__Objective__. Which lines below contain the word "child"? List each of them in full.

+++ Data entries

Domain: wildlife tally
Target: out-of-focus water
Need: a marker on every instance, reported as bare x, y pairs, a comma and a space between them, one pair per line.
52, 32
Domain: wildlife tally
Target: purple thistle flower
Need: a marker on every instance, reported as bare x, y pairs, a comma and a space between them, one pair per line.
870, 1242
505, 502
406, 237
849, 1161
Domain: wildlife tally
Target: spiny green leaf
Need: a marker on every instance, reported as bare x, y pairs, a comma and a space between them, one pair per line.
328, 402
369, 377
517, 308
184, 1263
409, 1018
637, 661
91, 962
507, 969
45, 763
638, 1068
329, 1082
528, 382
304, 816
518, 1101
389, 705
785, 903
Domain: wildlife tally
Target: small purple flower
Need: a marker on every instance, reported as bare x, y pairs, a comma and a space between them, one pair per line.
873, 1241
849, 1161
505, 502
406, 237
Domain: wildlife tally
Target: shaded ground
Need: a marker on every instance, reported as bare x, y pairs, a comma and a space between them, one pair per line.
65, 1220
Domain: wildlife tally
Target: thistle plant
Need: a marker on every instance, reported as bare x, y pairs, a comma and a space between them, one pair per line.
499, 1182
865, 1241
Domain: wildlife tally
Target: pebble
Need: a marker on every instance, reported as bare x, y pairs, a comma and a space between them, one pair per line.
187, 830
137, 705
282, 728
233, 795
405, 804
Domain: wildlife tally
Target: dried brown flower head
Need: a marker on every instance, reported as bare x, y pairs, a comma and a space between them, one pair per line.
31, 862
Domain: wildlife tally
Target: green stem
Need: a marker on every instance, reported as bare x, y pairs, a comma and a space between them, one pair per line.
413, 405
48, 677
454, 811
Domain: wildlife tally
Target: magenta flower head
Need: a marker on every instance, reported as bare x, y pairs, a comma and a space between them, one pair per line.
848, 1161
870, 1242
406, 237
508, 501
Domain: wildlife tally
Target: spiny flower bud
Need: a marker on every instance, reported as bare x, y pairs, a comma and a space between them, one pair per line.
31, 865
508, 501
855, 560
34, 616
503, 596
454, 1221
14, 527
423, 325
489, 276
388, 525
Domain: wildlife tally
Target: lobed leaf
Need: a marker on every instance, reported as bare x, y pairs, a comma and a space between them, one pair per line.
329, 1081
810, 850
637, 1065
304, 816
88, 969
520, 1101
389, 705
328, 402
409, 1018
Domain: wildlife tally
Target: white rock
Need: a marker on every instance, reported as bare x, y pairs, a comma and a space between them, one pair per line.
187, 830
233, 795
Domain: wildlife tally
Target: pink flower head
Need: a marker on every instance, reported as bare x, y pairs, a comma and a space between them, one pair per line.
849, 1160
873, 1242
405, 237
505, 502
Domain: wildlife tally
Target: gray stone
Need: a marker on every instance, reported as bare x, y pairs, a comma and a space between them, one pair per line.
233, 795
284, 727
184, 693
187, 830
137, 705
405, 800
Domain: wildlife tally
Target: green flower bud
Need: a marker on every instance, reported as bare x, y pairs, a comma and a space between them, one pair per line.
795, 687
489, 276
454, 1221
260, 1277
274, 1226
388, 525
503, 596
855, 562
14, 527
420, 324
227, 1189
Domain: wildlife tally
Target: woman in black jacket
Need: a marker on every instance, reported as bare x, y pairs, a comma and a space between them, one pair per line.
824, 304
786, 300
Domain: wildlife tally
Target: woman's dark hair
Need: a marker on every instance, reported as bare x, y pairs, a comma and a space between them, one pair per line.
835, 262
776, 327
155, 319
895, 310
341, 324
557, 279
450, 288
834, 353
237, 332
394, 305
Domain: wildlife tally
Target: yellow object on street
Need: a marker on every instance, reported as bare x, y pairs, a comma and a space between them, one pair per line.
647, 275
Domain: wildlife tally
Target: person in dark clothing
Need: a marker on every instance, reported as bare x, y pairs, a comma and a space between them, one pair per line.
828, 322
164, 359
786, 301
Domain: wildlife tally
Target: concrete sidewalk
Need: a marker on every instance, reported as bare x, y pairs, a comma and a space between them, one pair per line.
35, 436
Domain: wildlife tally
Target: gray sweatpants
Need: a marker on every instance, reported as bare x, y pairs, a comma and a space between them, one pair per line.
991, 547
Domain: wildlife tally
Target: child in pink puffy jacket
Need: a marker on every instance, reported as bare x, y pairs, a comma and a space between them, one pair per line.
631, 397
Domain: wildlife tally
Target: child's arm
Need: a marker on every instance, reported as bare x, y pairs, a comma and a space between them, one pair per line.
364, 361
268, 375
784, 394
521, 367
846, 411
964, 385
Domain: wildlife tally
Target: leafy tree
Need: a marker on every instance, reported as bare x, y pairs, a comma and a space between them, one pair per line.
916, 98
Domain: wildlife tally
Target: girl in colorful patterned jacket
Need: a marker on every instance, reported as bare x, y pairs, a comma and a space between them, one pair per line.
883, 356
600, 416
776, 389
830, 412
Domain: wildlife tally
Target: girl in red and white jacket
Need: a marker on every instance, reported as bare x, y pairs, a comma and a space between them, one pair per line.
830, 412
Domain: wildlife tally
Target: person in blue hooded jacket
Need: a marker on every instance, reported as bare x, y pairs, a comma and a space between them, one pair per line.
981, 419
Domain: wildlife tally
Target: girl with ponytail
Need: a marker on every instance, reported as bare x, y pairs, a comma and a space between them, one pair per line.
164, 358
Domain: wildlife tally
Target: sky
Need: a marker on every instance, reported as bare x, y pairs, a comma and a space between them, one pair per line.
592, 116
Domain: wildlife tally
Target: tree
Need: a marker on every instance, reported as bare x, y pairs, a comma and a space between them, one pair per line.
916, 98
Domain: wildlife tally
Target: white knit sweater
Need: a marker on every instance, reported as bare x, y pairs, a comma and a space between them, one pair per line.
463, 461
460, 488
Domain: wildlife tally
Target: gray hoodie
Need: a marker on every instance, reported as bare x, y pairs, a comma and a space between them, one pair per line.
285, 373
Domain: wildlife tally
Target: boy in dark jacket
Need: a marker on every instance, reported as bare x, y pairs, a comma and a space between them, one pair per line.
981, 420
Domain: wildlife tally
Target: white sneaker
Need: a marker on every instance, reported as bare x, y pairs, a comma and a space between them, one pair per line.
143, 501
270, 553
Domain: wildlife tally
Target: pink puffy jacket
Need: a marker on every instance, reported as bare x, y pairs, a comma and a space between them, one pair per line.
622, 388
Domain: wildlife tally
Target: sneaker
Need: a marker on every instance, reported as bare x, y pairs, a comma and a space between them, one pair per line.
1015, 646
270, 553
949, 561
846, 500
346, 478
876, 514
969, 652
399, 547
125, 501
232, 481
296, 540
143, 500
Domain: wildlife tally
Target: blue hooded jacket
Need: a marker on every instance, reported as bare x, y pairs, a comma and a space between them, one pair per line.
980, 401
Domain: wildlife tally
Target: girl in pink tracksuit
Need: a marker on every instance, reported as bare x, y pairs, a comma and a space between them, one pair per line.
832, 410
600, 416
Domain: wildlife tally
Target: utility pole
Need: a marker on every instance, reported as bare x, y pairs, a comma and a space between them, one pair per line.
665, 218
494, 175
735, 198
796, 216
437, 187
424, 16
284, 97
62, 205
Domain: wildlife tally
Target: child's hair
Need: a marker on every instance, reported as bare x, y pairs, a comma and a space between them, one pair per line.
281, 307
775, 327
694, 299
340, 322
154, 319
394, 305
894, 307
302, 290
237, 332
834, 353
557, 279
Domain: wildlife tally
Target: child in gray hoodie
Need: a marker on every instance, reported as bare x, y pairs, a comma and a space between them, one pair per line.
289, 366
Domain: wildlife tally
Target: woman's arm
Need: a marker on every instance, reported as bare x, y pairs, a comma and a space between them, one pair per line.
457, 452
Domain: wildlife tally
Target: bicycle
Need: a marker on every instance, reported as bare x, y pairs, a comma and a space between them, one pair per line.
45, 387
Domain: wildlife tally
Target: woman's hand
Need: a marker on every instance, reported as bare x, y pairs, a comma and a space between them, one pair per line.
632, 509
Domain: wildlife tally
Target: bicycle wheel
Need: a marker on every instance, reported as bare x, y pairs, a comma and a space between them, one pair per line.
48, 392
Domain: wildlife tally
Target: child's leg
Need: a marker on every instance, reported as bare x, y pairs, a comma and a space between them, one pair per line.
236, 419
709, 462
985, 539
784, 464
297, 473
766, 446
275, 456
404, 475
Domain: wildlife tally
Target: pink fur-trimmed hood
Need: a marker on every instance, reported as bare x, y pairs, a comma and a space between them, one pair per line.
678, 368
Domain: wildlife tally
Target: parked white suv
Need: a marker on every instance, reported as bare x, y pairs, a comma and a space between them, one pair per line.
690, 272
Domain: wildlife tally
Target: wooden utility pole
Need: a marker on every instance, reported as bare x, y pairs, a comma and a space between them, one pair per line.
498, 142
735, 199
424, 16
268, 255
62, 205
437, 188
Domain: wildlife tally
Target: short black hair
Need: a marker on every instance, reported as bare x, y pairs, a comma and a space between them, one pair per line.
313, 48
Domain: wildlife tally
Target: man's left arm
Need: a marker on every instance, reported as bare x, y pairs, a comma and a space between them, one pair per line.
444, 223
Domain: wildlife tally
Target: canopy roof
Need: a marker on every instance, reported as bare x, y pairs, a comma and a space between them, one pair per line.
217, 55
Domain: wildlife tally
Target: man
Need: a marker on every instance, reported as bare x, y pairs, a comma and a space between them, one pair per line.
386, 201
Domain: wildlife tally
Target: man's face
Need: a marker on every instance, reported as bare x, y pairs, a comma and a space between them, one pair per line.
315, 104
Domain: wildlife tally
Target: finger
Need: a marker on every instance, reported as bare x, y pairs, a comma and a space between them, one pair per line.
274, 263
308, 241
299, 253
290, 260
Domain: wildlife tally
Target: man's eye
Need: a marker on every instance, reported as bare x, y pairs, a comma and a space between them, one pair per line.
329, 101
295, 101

++++++

__Right answer__.
Target: child in pink puffy jacket
Target: child's arm
Target: child's hair
Target: child in gray hoodie
Target: child's leg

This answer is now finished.